### Given exercise
Please copy out each line below that contains the word "vanity"; case counts.

### Supplied data
<<<<

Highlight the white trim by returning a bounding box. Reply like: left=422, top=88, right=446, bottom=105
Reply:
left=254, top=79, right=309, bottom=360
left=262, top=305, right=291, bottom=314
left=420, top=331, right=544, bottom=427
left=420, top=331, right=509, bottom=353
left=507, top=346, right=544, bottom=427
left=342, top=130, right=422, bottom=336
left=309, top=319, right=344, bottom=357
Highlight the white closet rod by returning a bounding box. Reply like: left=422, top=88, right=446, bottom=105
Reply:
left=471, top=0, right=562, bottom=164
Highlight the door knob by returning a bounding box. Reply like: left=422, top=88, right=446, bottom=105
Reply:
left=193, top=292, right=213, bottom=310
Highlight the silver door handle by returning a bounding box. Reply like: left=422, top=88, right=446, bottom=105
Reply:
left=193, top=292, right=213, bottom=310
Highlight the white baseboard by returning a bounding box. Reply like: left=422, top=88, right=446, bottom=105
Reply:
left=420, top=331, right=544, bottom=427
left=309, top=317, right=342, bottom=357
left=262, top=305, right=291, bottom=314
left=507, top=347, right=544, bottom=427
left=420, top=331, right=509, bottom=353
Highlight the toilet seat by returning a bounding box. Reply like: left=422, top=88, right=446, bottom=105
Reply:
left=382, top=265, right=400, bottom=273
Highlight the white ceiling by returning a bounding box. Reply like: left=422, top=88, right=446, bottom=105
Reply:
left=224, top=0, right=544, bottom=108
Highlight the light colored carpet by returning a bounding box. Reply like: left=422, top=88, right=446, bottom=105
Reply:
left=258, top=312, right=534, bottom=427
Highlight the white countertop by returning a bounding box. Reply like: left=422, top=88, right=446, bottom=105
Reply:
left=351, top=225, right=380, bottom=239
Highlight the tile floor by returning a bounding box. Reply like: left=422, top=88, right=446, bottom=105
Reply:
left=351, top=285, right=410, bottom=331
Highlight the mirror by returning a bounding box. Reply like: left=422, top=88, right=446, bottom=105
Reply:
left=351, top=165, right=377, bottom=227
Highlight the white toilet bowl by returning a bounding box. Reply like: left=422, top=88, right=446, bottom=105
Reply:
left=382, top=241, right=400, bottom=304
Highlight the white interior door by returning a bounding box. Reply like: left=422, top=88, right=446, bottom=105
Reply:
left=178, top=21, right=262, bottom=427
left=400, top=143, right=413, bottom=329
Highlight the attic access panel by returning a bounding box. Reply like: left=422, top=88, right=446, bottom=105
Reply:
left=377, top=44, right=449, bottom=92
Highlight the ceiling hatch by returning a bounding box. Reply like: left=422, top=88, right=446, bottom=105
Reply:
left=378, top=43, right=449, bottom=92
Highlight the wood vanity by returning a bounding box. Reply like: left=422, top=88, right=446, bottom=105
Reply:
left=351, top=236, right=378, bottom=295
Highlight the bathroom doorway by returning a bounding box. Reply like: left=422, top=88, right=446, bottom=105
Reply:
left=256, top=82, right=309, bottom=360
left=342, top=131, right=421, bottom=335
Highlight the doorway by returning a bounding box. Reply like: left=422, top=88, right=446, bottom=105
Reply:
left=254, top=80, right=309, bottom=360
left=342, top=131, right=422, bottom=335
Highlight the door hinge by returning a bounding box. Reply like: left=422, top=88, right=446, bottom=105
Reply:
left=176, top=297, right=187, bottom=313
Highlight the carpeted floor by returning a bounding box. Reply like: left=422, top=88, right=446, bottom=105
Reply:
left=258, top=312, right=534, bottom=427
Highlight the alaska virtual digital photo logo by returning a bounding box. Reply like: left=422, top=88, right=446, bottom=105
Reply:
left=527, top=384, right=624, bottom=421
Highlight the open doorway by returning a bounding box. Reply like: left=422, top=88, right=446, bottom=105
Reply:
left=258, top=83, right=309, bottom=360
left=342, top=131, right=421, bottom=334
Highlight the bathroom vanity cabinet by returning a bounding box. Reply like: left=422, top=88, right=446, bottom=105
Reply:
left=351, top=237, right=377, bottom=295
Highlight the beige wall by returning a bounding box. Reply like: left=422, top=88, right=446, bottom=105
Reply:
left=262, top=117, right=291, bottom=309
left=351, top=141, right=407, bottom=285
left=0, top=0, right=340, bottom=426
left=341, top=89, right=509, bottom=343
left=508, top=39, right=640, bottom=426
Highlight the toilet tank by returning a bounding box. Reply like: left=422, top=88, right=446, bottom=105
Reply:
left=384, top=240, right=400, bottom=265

>>>>

### Answer to this task
Highlight the wood vanity by returning a bounding box. Reply like: left=422, top=88, right=446, bottom=105
Highlight the bathroom vanity cabinet by returning a bounding box. Reply like: left=422, top=88, right=446, bottom=105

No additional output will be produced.